Stored records
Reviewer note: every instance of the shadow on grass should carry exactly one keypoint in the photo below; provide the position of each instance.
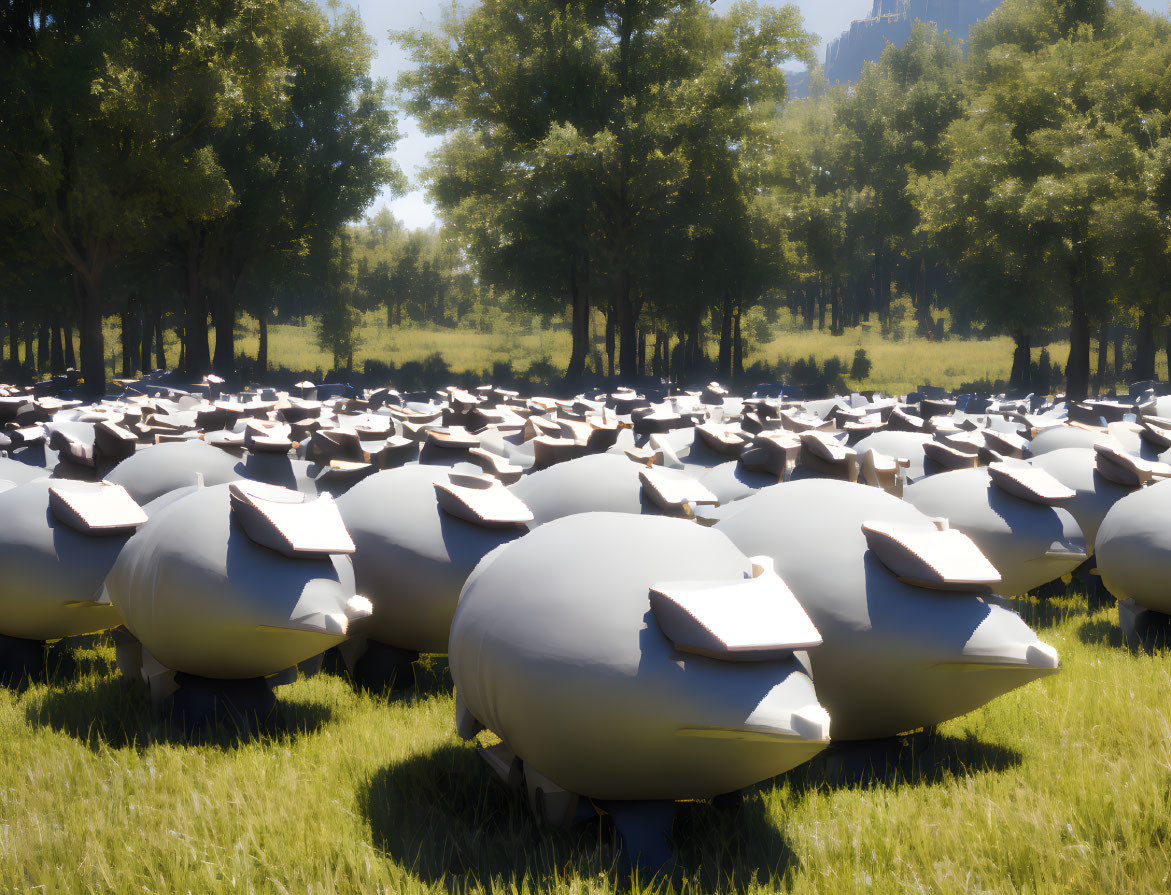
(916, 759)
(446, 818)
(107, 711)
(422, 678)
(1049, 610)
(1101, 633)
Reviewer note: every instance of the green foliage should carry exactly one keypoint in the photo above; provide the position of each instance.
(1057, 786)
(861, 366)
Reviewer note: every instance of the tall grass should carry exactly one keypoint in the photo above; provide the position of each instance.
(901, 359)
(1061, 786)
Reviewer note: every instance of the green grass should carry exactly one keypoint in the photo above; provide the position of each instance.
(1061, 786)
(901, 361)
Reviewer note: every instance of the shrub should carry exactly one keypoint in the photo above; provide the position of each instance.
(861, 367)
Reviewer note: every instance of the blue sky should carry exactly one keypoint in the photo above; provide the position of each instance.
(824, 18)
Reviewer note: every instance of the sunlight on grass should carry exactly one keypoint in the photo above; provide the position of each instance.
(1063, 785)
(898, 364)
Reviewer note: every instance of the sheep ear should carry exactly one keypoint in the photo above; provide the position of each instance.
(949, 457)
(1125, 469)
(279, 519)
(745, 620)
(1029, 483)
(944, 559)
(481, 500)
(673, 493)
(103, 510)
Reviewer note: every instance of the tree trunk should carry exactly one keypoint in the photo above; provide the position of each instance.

What is needed
Write out every line of the material above as a numbered list, skipping any blank lines and leaving out the pictures.

Correct output
1. Reviewer note: every instance of the shadow on grass should carry exactly one keypoint in the photo below; provide the position of each instance.
2. (916, 759)
3. (446, 818)
4. (107, 711)
5. (422, 678)
6. (1049, 610)
7. (1101, 633)
8. Reviewer note: every instance of the green foliage should carry exactly one keypoint in the photo above; provide the position of each instance.
9. (1057, 786)
10. (861, 366)
11. Reviewer note: every instance of the tall grass should carry exactly one keypoint in the photo above; provide the position of each instance.
12. (901, 359)
13. (1061, 786)
14. Reviewer note: every instance of the green grass should carry exactly one keypoint in the photo above; provide the position of each instance.
15. (1061, 786)
16. (901, 361)
17. Reviewer note: every instance of the shrub should carry exactly one keypoint in the photo above; provide the position of each instance.
18. (861, 367)
19. Reviewer note: every instance of the blue sky should carry exactly one keypoint in the photo above; provide the position of each instance.
20. (824, 18)
21. Reviewer note: every instance of the sunlight on grass should carry exactly one keypoint in the photo above; provide the position of each instance.
22. (1063, 785)
23. (898, 364)
24. Reviewer note: every instance of the sheep ear should carry exactly one keypoint in the photo above; provide the position of each instance.
25. (949, 457)
26. (1125, 469)
27. (279, 519)
28. (745, 620)
29. (1029, 483)
30. (944, 559)
31. (481, 500)
32. (673, 493)
33. (103, 510)
34. Reviewer note: every instance of the tree trunk should carry exactly one keypoint in the photo above; provide the position of each instance.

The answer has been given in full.